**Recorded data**

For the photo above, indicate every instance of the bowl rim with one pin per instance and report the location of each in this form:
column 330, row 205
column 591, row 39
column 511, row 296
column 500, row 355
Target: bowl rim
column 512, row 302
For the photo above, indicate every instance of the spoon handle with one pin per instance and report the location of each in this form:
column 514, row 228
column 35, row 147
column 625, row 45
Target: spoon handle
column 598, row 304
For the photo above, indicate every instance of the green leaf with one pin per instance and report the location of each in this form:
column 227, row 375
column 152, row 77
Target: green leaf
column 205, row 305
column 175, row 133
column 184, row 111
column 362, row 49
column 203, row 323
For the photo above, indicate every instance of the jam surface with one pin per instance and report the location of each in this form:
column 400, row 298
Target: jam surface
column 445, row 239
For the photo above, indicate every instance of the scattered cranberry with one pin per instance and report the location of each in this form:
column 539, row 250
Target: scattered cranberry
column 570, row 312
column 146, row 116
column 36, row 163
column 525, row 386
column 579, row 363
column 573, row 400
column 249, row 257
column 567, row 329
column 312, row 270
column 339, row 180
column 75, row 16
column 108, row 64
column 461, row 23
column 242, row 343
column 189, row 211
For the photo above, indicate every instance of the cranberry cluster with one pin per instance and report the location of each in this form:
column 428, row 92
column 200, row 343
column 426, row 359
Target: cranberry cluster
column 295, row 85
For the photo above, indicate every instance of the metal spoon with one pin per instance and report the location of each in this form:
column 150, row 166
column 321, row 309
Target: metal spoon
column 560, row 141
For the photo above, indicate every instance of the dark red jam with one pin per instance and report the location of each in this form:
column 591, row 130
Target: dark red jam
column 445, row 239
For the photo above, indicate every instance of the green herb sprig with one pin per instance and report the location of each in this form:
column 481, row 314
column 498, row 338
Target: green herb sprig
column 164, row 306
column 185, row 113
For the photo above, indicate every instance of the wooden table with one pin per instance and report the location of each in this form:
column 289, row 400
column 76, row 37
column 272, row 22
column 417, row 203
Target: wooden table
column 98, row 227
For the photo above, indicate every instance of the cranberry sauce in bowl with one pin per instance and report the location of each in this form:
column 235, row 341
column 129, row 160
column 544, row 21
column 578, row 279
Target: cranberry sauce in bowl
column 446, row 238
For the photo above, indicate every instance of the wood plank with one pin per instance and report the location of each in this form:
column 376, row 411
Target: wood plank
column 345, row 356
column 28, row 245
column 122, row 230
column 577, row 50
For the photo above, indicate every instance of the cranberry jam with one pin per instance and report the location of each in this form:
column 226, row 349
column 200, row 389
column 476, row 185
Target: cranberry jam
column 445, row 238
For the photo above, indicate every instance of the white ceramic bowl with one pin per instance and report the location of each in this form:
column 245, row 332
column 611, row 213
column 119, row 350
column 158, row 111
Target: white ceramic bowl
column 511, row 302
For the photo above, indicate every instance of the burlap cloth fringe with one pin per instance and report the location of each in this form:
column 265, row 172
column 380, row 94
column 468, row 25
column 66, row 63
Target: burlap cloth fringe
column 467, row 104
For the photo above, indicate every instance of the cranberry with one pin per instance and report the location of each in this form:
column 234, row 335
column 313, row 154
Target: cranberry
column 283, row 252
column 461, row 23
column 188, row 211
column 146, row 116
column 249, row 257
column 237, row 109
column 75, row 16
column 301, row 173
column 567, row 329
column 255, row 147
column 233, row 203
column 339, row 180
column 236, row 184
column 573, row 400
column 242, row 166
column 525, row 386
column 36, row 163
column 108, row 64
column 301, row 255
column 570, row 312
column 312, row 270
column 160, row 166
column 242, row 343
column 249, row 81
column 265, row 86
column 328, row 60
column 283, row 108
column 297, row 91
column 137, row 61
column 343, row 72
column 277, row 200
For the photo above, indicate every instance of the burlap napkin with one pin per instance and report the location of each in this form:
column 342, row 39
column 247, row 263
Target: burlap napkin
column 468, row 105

**TASK STATEMENT**
Your task is to reproduce all the records above exactly as they appear.

**THE ANSWER**
For the photo above, indicate every instance of the bowl rim with one pin per instance and report the location of each in this form:
column 330, row 205
column 591, row 39
column 511, row 296
column 500, row 355
Target: bowl rim
column 512, row 302
For the photo above, indicate every instance of the spoon handle with one pin per instance and report the location of each in this form:
column 514, row 228
column 35, row 147
column 625, row 45
Target: spoon handle
column 598, row 304
For the photo above, indicate every instance of the green leaf with one pin per instance and report the location of each in this form:
column 227, row 375
column 152, row 77
Target: green leaf
column 205, row 305
column 175, row 133
column 184, row 111
column 362, row 49
column 203, row 323
For the photo above, indicate every instance of the jam surface with one pin per instance and report the location of each in this form:
column 400, row 298
Target: jam surface
column 445, row 239
For the photo above, indicate every instance of the scattered cranberry with one pin per instance and report the location of each in this form:
column 539, row 250
Target: scattered cranberry
column 570, row 312
column 146, row 116
column 36, row 163
column 525, row 386
column 579, row 363
column 573, row 400
column 249, row 257
column 567, row 329
column 312, row 270
column 339, row 180
column 75, row 16
column 108, row 64
column 461, row 23
column 242, row 343
column 189, row 211
For the photo above, indicate every instance of the cranberry cluster with one pin per instance and report the location of each in this form:
column 428, row 92
column 200, row 343
column 426, row 359
Target: cranberry cluster
column 295, row 85
For the photo above, indicate every instance of the metal spoon with one pin per instance and report the location of each in this form:
column 150, row 166
column 321, row 309
Target: metal spoon
column 560, row 141
For the photo above, indicate every instance of the dark red jam with one pin per instance and report the location of each in this form:
column 591, row 130
Target: dark red jam
column 445, row 239
For the photo above, indicate every instance of the green herb sprig with one pin per instance and report the location of each in this form:
column 481, row 314
column 498, row 338
Target: green herb sprig
column 164, row 306
column 185, row 113
For the photo above, indicate every instance of the wooden table with one pin per instance and report the location of each in this form:
column 289, row 400
column 76, row 37
column 272, row 22
column 417, row 203
Target: wooden table
column 98, row 227
For the photo above, indicate every instance of the cranberry sauce in bowl with one pin per instance and report the location of each in this form:
column 235, row 341
column 129, row 160
column 544, row 21
column 578, row 279
Target: cranberry sauce in bowl
column 446, row 238
For the photo above, indicate every instance of the wood plank with one pin per instance and report the location of each in this form:
column 376, row 411
Target: wood plank
column 345, row 356
column 28, row 245
column 122, row 230
column 577, row 50
For the photo above, indicate every instance of the cranberry jam with one pin per instance and report the location of each in this form:
column 226, row 349
column 200, row 389
column 476, row 185
Target: cranberry jam
column 445, row 238
For the photo above, indicate every instance of the white ceramic bowl with one pin per instance and report the location of each in this form:
column 245, row 332
column 611, row 213
column 119, row 350
column 158, row 111
Target: white ceramic bowl
column 511, row 302
For the photo above, indicate every instance of the burlap cloth fringe with one pin per instance and report the location of each in this form:
column 265, row 172
column 380, row 94
column 468, row 25
column 66, row 63
Target: burlap cloth fringe
column 467, row 104
For the photo above, indicate every instance of the cranberry with one pin per instance and report the location of each in this form:
column 234, row 335
column 313, row 154
Target: cranberry
column 283, row 252
column 461, row 23
column 188, row 211
column 146, row 116
column 249, row 257
column 237, row 109
column 75, row 16
column 301, row 173
column 567, row 329
column 255, row 147
column 233, row 203
column 339, row 180
column 236, row 184
column 573, row 400
column 242, row 166
column 525, row 386
column 36, row 163
column 108, row 64
column 301, row 255
column 570, row 312
column 312, row 270
column 160, row 166
column 242, row 343
column 249, row 81
column 265, row 86
column 328, row 60
column 283, row 108
column 297, row 91
column 137, row 61
column 343, row 72
column 277, row 200
For the photo above, indicate every instance of the burlap napkin with one pin per instance and report the location of each in this form:
column 342, row 39
column 247, row 263
Target: burlap napkin
column 468, row 105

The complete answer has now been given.